• **DATA SUPPLIED**:
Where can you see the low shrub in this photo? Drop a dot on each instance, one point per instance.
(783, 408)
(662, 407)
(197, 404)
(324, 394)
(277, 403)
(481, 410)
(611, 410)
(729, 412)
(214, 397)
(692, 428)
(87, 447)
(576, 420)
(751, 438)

• **INSTRUCTIONS FOR THE TASK**: For this exercise, repeat the data above exactly.

• **ANSWER AREA**:
Where can you see the low shrub in this photo? Drop a dot on each instance, one point per instance.
(783, 408)
(662, 407)
(197, 404)
(324, 394)
(277, 403)
(481, 410)
(611, 410)
(729, 412)
(214, 397)
(692, 428)
(87, 447)
(576, 420)
(751, 438)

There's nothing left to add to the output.